* **VORLIEGENDER TEXT**:
# Maven+Eclipse: Repository im Workspace?



## ralf.zahn (22. Apr 2010)

Hallo,

ich nutze m2eclipse mit dem "Maven Dependencies" Build Path Container. Ich habe eine Reihe von JARs, die im Build Path, während des Maven Builds (auf einem anderen Build-Server) und zur Laufzeit in einem J2EE Application Server verfügbar sein müssen. Letzteres schließt das Ablegen in einem zentral verfügbaren Repository ab.

Ich möchte gerne die JARs in einem Workspace-Projekt ablegen, im Maven Repository-Format. Dafür muss ich aber im POM eine Referenz auf dieses Repository setzen können. Leider funktioniert das nicht.
Hat das jemand schonmal gemacht und kann mir ein Beispiel dafür zeigen, d.h. Auszug aus dem POM.

Ich habe es bisher so im POM, aber das zieht nicht:
[XML]
  <repositories>
    <repository>
      <id>projectinternal</id>
      <url>file://${project.basedir}/lib</url>
    </repository>
  </repositories>
[/XML]

Maven-Version ist 2.1.0, m2eclipse-Version ist 0.9.8


----------



## kama (22. Apr 2010)

Hallo,



ralf.zahn hat gesagt.:


> ich nutze m2eclipse mit dem "Maven Dependencies" Build Path Container. Ich habe eine Reihe von JARs, die im Build Path, während des Maven Builds (auf einem anderen Build-Server) und zur Laufzeit in einem J2EE Application Server verfügbar sein müssen.


Sprich Du hast Dependencies auf die entsprechenden jar's....Die Frage ist auch was sind dass für JAR's. ? Selbst gemachte ? 



ralf.zahn hat gesagt.:


> Ich möchte gerne die JARs in einem Workspace-Projekt ablegen, im Maven Repository-Format. Dafür muss ich aber im POM eine Referenz auf dieses Repository setzen können.

* **ÜBUNGSAUFGABEN**:
A) Warum muss ralf.zahn laut dem Forumsthread im POM eine Referenz auf ein Repository setzen können? Antworte in ein bis drei Sätzen.
B) Schreibe aus dem Forumsthread den Abschnitt ab, der mit den Worten „## ralf.zahn (22.“ beginnt und mit „funktioniert das nicht.“ endet.
Die Einträge werden für diese Aufgaben nicht gebraucht.

Datensätze zum Zeigen auf benannte Objekte
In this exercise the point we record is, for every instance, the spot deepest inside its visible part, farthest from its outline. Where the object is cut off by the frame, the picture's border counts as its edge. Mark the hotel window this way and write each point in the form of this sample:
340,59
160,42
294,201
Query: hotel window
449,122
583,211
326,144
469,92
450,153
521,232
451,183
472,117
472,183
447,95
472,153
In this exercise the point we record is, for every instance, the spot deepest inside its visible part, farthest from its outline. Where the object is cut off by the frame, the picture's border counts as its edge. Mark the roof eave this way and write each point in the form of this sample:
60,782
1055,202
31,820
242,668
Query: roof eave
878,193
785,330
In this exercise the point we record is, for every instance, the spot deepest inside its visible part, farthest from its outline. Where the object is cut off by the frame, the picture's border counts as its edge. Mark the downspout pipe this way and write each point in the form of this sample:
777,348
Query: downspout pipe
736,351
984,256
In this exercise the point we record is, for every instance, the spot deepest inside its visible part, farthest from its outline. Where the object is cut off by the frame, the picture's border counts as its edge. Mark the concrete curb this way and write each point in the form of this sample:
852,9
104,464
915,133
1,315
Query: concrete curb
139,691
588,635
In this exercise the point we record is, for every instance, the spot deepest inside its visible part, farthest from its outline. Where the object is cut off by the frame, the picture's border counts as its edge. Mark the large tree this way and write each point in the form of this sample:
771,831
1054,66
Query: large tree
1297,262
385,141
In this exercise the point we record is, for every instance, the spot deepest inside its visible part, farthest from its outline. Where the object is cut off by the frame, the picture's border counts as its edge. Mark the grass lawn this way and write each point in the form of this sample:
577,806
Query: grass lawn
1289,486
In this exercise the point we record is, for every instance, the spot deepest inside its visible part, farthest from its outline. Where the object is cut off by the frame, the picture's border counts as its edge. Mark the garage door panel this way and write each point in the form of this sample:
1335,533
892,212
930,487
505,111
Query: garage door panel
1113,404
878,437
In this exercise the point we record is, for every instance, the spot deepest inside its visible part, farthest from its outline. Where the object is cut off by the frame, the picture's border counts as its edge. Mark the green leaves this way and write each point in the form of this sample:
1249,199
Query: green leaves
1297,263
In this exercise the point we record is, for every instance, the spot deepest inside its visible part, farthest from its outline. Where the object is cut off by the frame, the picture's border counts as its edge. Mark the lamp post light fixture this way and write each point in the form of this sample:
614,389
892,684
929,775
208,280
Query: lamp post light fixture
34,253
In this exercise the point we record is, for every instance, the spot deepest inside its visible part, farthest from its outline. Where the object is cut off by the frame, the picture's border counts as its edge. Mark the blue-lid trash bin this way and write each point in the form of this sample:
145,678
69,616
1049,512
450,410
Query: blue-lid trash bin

* **LÖSUNGEN**:
A) ralf.zahn möchte die JARs in einem Workspace-Projekt im Maven-Repository-Format ablegen. Dafür braucht es im POM eine Referenz auf dieses Repository.

B)
## ralf.zahn (22. Apr 2010)

Hallo,

ich nutze m2eclipse mit dem "Maven Dependencies" Build Path Container. Ich habe eine Reihe von JARs, die im Build Path, während des Maven Builds (auf einem anderen Build-Server) und zur Laufzeit in einem J2EE Application Server verfügbar sein müssen. Letzteres schließt das Ablegen in einem zentral verfügbaren Repository ab.

Ich möchte gerne die JARs in einem Workspace-Projekt ablegen, im Maven Repository-Format. Dafür muss ich aber im POM eine Referenz auf dieses Repository setzen können. Leider funktioniert das nicht.